Warren E. Buffett's annual meeting is usually a chance for the billionaire to show how the mistakes of others enrich Berkshire Hathaway Inc.'s shareholders. This weekend's gathering might focus on whether Berkshire made missteps.

The annual meeting in Omaha, Neb., will be the first opportunity for many investors to ask the 74-year-old Buffett about regulatory investigations into transactions between a Berkshire unit and American International Group Inc., the world's largest insurer.

Berkshire's reinsurance operations have profited for years from clients who were willing to pay for a type of coverage some credit-rating companies deemed foolish, though usually legitimate.

The reinsurance policies, which often offer an immediate accounting benefit at the expense of long-term earnings, have embroiled Berkshire in state and federal investigations of at least three companies that might have used them improperly.

"There are many areas of irrational behavior that have rewarded Berkshire over the years," said Thomas Russo, a partner at Gardner Russo & Gardner in Lancaster, Pa., which has about 15 percent of its $2 billion investment pool in Berkshire stock.

"The question for Buffett is: In providing these [reinsurance] policies, is he participating in that conduct? Are they somehow culpable? I don't think so."

Berkshire and Buffett haven't been accused of wrongdoing in the AIG transaction, and New York Attorney General Eliot Spitzer, whose investigators interviewed Buffett on April 11, said then that Buffett was a "cooperative witness" and not a target.

Insurance regulators in Virginia and Tennessee have sued Berkshire's General Re Corp. for contracts with a failed medical malpractice insurer. And the liquidator of a collapsed Australian insurer said it might assert claims against General Re.

Buffett, who has run Berkshire for four decades, and General Re Chief Executive Officer Joseph P. Brandon didn't respond to voicemail messages.

General Re said last month that it was cooperating with probes in Australia and denied the allegations in the Virginia and Tennessee suits.

Buffett, the world's second-richest man in Forbes magazine's ranking after Microsoft Corp. founder Bill Gates, has often benefited from others' mistakes, buying billions of dollars of assets on the cheap from investors who failed to see their value.

The billionaire's investing skill and defense of shareholders' rights has won him legions of followers. A $10,000 investment in Berkshire the day Buffett took control in 1965 would be valued at about $46 million today.

━━━━━━

**Brief:**
In the article about Berkshire Hathaway's annual meeting, insurance regulators in which two states sued General Re?

━━━━━━

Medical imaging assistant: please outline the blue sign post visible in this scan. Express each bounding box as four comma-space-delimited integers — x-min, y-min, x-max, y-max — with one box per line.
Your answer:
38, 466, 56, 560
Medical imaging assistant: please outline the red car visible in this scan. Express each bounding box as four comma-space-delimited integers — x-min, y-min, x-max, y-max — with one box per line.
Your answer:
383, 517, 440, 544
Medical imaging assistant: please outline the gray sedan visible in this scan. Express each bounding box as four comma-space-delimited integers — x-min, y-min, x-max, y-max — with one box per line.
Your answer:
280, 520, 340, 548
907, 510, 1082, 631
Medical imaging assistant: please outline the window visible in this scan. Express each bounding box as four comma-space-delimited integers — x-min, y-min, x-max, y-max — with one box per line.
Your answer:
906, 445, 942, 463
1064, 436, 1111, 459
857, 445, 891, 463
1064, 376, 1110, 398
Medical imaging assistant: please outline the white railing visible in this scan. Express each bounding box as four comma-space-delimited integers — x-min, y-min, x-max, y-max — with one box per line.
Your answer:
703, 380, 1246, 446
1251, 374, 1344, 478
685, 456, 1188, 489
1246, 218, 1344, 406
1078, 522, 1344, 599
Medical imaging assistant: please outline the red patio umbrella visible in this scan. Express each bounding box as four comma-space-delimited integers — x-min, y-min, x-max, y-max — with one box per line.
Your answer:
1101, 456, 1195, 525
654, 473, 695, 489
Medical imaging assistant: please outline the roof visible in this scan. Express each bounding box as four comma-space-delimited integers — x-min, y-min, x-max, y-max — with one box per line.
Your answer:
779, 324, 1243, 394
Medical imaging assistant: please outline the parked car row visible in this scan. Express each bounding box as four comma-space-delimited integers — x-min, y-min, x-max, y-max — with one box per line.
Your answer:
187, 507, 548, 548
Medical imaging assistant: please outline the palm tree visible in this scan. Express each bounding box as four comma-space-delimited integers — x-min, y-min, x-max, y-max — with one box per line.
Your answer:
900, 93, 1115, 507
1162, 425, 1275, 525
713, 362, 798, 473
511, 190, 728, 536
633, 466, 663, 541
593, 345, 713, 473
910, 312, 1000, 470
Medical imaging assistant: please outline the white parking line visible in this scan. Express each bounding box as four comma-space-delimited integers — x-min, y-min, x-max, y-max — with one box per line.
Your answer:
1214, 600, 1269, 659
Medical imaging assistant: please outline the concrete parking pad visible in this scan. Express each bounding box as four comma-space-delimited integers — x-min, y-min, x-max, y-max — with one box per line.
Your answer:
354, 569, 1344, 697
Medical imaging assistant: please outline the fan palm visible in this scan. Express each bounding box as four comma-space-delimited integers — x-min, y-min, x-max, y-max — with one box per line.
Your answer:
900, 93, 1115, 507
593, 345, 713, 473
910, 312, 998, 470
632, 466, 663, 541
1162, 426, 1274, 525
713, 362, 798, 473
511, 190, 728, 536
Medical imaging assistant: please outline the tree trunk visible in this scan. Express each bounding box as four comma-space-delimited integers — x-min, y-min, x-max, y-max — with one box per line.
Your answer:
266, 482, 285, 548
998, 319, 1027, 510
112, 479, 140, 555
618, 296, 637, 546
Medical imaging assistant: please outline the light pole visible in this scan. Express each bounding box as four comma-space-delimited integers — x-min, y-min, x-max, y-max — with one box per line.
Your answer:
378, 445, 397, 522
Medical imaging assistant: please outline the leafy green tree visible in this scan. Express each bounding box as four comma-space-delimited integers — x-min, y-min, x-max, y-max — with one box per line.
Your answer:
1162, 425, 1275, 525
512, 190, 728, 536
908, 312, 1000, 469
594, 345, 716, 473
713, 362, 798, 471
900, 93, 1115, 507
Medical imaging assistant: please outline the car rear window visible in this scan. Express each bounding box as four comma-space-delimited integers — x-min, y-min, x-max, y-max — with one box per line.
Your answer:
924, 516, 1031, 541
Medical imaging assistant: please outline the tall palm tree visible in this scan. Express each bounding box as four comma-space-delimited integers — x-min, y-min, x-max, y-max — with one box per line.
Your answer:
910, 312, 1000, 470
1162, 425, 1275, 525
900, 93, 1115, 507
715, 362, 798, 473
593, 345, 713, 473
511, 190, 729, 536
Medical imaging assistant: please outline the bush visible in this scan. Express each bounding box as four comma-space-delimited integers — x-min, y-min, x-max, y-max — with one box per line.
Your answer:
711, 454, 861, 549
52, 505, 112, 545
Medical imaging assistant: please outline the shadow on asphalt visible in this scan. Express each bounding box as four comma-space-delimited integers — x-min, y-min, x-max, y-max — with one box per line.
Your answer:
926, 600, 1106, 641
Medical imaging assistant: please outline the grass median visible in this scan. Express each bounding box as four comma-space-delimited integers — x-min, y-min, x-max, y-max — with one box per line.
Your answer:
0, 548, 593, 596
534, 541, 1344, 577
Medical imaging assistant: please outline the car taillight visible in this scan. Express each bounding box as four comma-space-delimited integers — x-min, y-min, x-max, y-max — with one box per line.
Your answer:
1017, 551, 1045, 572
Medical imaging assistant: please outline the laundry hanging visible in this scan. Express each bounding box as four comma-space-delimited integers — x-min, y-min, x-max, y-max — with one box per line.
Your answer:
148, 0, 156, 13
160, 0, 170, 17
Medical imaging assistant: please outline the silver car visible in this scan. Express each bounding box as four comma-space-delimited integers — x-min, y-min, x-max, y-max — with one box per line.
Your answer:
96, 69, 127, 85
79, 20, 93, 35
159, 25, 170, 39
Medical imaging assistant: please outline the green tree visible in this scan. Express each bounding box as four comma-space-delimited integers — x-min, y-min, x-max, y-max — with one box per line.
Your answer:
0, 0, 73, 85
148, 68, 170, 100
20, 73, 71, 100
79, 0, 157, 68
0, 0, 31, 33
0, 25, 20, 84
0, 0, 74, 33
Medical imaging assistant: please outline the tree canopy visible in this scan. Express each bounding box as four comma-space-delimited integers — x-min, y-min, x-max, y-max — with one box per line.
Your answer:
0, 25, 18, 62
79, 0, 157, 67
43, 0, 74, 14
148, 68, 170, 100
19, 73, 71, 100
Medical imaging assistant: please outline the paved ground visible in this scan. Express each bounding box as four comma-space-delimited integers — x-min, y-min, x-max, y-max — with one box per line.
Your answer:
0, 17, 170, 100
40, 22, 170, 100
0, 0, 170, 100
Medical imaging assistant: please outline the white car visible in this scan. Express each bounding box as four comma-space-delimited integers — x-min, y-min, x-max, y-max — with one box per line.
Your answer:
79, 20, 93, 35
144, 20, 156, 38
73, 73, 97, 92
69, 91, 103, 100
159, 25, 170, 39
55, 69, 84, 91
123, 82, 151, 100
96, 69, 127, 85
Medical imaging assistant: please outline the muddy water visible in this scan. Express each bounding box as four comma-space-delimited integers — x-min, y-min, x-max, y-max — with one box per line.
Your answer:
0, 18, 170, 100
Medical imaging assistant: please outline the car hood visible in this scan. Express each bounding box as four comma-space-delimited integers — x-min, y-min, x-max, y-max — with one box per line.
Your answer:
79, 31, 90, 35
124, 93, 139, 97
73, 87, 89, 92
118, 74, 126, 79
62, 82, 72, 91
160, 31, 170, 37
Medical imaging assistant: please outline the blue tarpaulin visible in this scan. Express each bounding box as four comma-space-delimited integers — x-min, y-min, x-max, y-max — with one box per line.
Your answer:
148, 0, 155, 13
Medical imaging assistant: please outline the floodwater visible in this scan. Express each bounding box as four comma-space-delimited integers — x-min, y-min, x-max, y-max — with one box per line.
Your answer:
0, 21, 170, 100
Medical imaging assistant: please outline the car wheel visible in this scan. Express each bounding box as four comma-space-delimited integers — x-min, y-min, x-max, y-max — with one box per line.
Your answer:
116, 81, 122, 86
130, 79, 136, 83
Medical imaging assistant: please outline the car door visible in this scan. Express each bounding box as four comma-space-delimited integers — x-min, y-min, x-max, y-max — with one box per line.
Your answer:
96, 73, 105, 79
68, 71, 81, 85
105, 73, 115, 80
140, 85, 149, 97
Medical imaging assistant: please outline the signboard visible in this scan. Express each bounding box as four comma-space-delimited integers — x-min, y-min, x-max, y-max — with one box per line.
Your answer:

━━━━━━

**Reply to the exercise:**
Virginia and Tennessee